◆ **What is required**
Set down every entry again, exactly as it appears.

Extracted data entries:
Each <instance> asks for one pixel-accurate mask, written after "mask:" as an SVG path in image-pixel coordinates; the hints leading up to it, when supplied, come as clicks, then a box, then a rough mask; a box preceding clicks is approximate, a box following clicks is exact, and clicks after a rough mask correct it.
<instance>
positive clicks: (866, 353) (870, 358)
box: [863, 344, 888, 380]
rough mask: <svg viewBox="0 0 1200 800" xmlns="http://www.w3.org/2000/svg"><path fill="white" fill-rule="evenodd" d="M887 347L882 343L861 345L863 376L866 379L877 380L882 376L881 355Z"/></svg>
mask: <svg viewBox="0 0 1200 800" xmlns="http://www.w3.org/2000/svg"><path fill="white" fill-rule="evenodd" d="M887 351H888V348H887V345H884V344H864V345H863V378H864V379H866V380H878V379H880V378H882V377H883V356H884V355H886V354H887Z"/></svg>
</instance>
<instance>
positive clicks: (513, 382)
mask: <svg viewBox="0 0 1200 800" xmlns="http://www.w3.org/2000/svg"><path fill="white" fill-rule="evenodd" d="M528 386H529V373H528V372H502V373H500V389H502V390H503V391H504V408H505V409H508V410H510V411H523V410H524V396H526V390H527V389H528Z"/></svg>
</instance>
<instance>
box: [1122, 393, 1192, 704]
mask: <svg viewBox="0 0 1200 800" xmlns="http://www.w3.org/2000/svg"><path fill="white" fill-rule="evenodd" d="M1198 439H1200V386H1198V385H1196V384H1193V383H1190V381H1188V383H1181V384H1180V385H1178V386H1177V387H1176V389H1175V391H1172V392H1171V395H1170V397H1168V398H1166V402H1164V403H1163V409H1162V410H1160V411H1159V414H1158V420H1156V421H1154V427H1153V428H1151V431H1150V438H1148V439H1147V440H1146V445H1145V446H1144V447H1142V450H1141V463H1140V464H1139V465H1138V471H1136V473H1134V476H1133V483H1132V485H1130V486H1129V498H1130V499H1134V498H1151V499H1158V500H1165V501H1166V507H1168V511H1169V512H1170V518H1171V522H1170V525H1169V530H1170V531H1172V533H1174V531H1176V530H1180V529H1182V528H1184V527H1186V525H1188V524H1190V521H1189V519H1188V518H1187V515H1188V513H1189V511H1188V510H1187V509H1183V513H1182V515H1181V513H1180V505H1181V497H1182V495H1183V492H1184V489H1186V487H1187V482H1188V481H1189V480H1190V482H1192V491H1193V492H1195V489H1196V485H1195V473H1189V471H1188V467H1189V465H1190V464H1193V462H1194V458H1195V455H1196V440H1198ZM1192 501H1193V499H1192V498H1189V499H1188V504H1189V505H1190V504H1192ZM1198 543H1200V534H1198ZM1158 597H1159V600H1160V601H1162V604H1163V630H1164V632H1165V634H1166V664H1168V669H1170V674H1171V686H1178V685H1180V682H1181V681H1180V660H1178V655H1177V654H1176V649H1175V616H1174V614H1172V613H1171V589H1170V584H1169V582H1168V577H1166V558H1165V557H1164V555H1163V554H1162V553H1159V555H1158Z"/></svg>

◆ **Solution for this exercise**
Each <instance> asks for one pixel-accurate mask, written after "mask:" as an SVG path in image-pixel coordinates; the hints leading up to it, when supplied, come as clicks, then a box, then a rough mask; a box preceding clicks is approximate, a box following clicks is exact, and clicks after a rough mask correct it.
<instance>
positive clicks: (866, 353) (870, 358)
box: [863, 344, 888, 380]
rough mask: <svg viewBox="0 0 1200 800" xmlns="http://www.w3.org/2000/svg"><path fill="white" fill-rule="evenodd" d="M887 347L882 343L861 345L863 376L866 379L877 380L882 376L881 355Z"/></svg>
mask: <svg viewBox="0 0 1200 800" xmlns="http://www.w3.org/2000/svg"><path fill="white" fill-rule="evenodd" d="M887 351H888V348H887V345H884V344H864V345H863V378H864V379H866V380H878V379H880V378H882V377H883V356H884V355H886V354H887Z"/></svg>
</instance>
<instance>
positive clicks: (513, 382)
mask: <svg viewBox="0 0 1200 800" xmlns="http://www.w3.org/2000/svg"><path fill="white" fill-rule="evenodd" d="M528 386H529V373H528V372H502V373H500V389H502V390H503V391H504V408H505V409H508V410H510V411H523V410H524V396H526V390H527V389H528Z"/></svg>
</instance>
<instance>
box: [1122, 393, 1192, 704]
mask: <svg viewBox="0 0 1200 800" xmlns="http://www.w3.org/2000/svg"><path fill="white" fill-rule="evenodd" d="M1198 439H1200V386H1198V385H1196V384H1193V383H1190V381H1188V383H1181V384H1180V385H1178V386H1177V387H1176V389H1175V391H1172V392H1171V395H1170V397H1168V398H1166V402H1164V403H1163V409H1162V410H1160V411H1159V414H1158V420H1156V421H1154V427H1153V428H1151V431H1150V438H1148V439H1147V440H1146V445H1145V446H1144V447H1142V450H1141V463H1140V464H1139V465H1138V471H1136V473H1134V476H1133V483H1132V485H1130V486H1129V498H1130V499H1134V498H1151V499H1158V500H1165V501H1166V507H1168V511H1169V512H1170V518H1171V522H1170V525H1169V530H1170V531H1172V533H1174V531H1176V530H1180V529H1182V528H1184V527H1186V525H1188V524H1190V521H1189V519H1188V518H1187V515H1188V513H1189V511H1188V510H1187V509H1183V513H1182V515H1181V513H1180V505H1181V497H1182V495H1183V492H1184V489H1186V487H1187V482H1188V481H1189V480H1190V482H1192V491H1193V492H1195V489H1196V485H1195V473H1189V471H1188V467H1189V465H1190V464H1193V462H1194V458H1195V455H1196V440H1198ZM1192 501H1193V499H1192V498H1189V499H1188V504H1189V505H1190V504H1192ZM1198 543H1200V534H1198ZM1158 597H1159V600H1160V601H1162V604H1163V630H1164V632H1165V634H1166V664H1168V669H1170V674H1171V686H1178V685H1180V682H1181V681H1180V660H1178V655H1177V654H1176V649H1175V616H1174V614H1172V613H1171V589H1170V584H1169V582H1168V577H1166V558H1165V557H1164V555H1163V554H1162V553H1159V555H1158Z"/></svg>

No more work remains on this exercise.